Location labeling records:

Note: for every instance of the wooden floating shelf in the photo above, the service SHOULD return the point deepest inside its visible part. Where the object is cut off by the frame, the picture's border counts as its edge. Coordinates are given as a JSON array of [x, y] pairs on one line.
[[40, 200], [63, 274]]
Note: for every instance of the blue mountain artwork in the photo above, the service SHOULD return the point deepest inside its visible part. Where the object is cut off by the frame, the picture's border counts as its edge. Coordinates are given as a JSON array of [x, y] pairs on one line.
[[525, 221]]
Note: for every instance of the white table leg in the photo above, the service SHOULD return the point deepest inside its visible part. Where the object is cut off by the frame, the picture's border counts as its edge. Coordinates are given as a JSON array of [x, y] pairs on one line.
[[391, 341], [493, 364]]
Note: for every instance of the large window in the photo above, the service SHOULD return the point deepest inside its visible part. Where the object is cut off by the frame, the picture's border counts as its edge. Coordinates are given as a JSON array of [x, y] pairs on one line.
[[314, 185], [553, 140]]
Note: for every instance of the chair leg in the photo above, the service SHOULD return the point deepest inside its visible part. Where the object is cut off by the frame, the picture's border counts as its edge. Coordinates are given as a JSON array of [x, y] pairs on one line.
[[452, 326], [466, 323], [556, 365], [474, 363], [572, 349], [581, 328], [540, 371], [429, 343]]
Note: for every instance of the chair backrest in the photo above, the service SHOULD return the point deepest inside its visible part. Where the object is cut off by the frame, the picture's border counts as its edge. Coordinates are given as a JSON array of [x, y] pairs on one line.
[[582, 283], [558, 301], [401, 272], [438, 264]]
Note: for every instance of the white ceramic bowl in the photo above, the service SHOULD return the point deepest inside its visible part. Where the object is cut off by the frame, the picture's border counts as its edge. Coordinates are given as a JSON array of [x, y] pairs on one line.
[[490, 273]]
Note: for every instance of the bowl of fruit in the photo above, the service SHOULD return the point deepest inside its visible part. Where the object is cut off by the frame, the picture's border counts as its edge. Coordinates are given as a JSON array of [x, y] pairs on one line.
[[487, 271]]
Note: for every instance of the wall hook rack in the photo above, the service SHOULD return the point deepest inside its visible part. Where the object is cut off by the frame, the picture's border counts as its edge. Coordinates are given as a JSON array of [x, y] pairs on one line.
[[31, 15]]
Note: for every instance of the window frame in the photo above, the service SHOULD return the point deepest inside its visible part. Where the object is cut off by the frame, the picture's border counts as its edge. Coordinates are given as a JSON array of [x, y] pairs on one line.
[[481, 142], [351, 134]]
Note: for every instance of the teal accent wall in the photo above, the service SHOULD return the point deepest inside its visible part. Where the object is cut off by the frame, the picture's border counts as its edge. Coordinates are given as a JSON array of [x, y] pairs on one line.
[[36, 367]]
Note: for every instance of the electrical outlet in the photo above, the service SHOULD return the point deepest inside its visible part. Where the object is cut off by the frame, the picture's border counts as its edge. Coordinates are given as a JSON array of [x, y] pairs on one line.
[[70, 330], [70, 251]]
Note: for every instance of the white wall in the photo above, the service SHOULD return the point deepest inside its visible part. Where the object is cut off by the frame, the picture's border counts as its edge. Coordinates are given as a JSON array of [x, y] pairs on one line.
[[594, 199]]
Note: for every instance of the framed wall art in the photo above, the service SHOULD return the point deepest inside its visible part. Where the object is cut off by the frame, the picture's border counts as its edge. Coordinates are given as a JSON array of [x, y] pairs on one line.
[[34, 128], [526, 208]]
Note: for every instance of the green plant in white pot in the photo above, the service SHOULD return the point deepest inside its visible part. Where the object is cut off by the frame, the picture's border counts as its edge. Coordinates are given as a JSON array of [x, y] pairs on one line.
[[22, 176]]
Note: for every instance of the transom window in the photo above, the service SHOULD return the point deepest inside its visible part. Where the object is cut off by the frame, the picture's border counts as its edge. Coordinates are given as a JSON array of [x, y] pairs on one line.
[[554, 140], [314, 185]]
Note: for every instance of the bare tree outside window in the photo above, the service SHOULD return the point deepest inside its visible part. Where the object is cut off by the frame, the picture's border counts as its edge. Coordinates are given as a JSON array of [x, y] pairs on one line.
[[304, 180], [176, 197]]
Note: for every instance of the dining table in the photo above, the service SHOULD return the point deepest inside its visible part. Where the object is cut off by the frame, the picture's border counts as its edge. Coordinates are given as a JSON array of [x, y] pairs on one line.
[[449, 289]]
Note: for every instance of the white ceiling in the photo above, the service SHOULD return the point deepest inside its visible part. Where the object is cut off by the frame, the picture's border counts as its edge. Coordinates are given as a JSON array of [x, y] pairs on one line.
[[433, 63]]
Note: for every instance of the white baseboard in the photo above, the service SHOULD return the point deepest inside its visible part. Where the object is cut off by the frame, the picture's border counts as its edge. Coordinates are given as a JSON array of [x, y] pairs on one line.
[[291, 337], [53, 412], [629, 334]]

[Problem details]
Swap "SHOULD" for "MUST" throughout the entries above and reproduce them with nothing else changed.

[Problem solution]
Note: for every instance of the wooden floating shelf in the photo above, the service MUST return the point deepest inside its visible part. Where the object is cut off by the frame, the picture's border counts as its edge. Coordinates are given as a JSON array of [x, y] pairs on one line.
[[40, 200], [63, 274]]
Note: for every instance of the blue mountain artwork in the photo above, the service MUST return the point deepest inside its visible part. Where the object is cut off by the frame, the picture's border counts as its edge. Coordinates are given as a JSON array of [x, y] pairs on one line.
[[525, 221]]
Note: for every instance of the white table leg in the photo above, the service MUST return the point deepest inside its visible part. Where the object is cut off by the frame, the picture's border counts as its edge. Coordinates are given as a JSON array of [x, y] pairs on one line.
[[391, 341], [493, 364]]
Note: for every instance of the large window in the photo above, the service MUST return the point deepest inside its visible part. Where the object is cut off by the frame, the picture's border counts as its edge. Coordinates are given as a JSON array of [x, y] pairs on one line.
[[314, 185], [553, 140]]
Note: for every instance of the chair leg in the photo above, the service MUST return the point deepest inside its visible part. Where the object is cut off by the frame, the picture's border counts as its edge. Coordinates are given as a JSON array of [x, y] pairs on one line.
[[452, 326], [466, 323], [556, 365], [474, 363], [572, 349], [581, 328], [540, 371], [429, 343]]
Note: for every instance of the chair backrest in the photo above, the service MUST return the point deepest inside its visible part. Where the object is cut off by the frame, the picture's border counts as its edge. Coordinates are given as a JSON array of [x, y] pairs on one line.
[[582, 283], [558, 301], [401, 272], [438, 264]]
Note: for every instance of the white ceramic bowl in the photo above, the service MUST return the point deepest inside its visible part. Where the object is cut off by the frame, the picture's border counts as its edge. Coordinates are given as a JSON array of [x, y] pairs on one line.
[[490, 273]]
Note: for every instance of the bowl of fruit in the photo above, the service MUST return the point deepest inside its visible part. Where the object is cut off by the frame, the picture's border counts as its edge. Coordinates are given as a JSON array of [x, y] pairs on one line.
[[487, 271]]
Note: for every instance of the wall hook rack in the photo above, the service MUST return the point deepest inside its visible part. Where the object is cut off by the frame, the picture's border counts as its edge. Coordinates are given as a JSON array of [x, y] pairs on one line.
[[31, 15]]
Note: for every instance of the window frame in the photo above, the service MUST return the point deepest inside its visible part. Where the object is cut off by the frame, the picture's border counts as its edge. Coordinates are given as a JSON array of [x, y] pairs on one line.
[[481, 142], [351, 134]]
Note: for every instance of the teal accent wall in the photo above, the service MUST return the point deepest inside its visible part. Where the object is cut off by the frame, the picture's border counts as its edge. Coordinates are given as a JSON array of [x, y] pairs on one line.
[[36, 367]]
Note: for every instance of the electrical outlet in the photo above, the service MUST return the point deepest inside its visible part. Where the object is cut off by the frame, the picture's border counts as its edge. Coordinates are given as a JSON array of [x, y] pairs on one line.
[[70, 330], [70, 251]]
Note: for every instance of the white wall in the photo above, the service MUST return the point deepest inside its visible part. Where the object is cut off by the frame, the picture's border counts as its edge. Coordinates are given as a JSON array of [x, y] pairs on one line.
[[594, 199]]
Note: for every instance of the framed wall art in the photo above, the service MUST return the point deepest inside its visible part. Where the object is cut off by the frame, the picture's border counts as its edge. Coordinates are given as a JSON array of [x, y] pairs on one line.
[[34, 128], [526, 208]]
Note: for every instance of the green plant in white pot in the photo above, the service MUST return the point deepest inside its visible part. Where the object is cut off by the frame, the picture's border counts as its edge. Coordinates are given as a JSON array of [x, y] pairs on one line.
[[22, 176]]
Note: for every instance of the transom window in the photo above, the service MUST return the point deepest inside its visible part. Where the object is cut off by the frame, the picture's border counts as its edge. Coordinates are given as a JSON array of [x, y] pairs on one line.
[[554, 140], [314, 185]]
Note: for every instance of the bare tree outside window in the photo above, the service MUST return the point deepest inside its visible part. Where the object is cut off by the frame, the picture's border counts as its edge. Coordinates are given as a JSON array of [x, y] pairs on one line.
[[304, 180], [176, 197]]
Note: for every instance of the dining table in the photo above, the service MUST return the point deepest inside its visible part. Where the object is cut off by the frame, the picture's border counts as its edge. Coordinates are given as a JSON array of [x, y] pairs on one line.
[[449, 289]]
Note: for every instance of the white ceiling in the photo above, the service MUST return the point deepest inside its visible part. Where the object is cut off by the frame, the picture's border counts as its edge. Coordinates are given as a JSON array of [x, y] pairs on one line.
[[433, 63]]
Note: for every instance of the white baseboard in the photo above, the service MUST return the point deepest inside its visible part. Where the object is cut off by the frame, the picture's border counts as its edge. Coordinates are given as a JSON array of [x, y] pairs on one line.
[[291, 337], [53, 412], [629, 334]]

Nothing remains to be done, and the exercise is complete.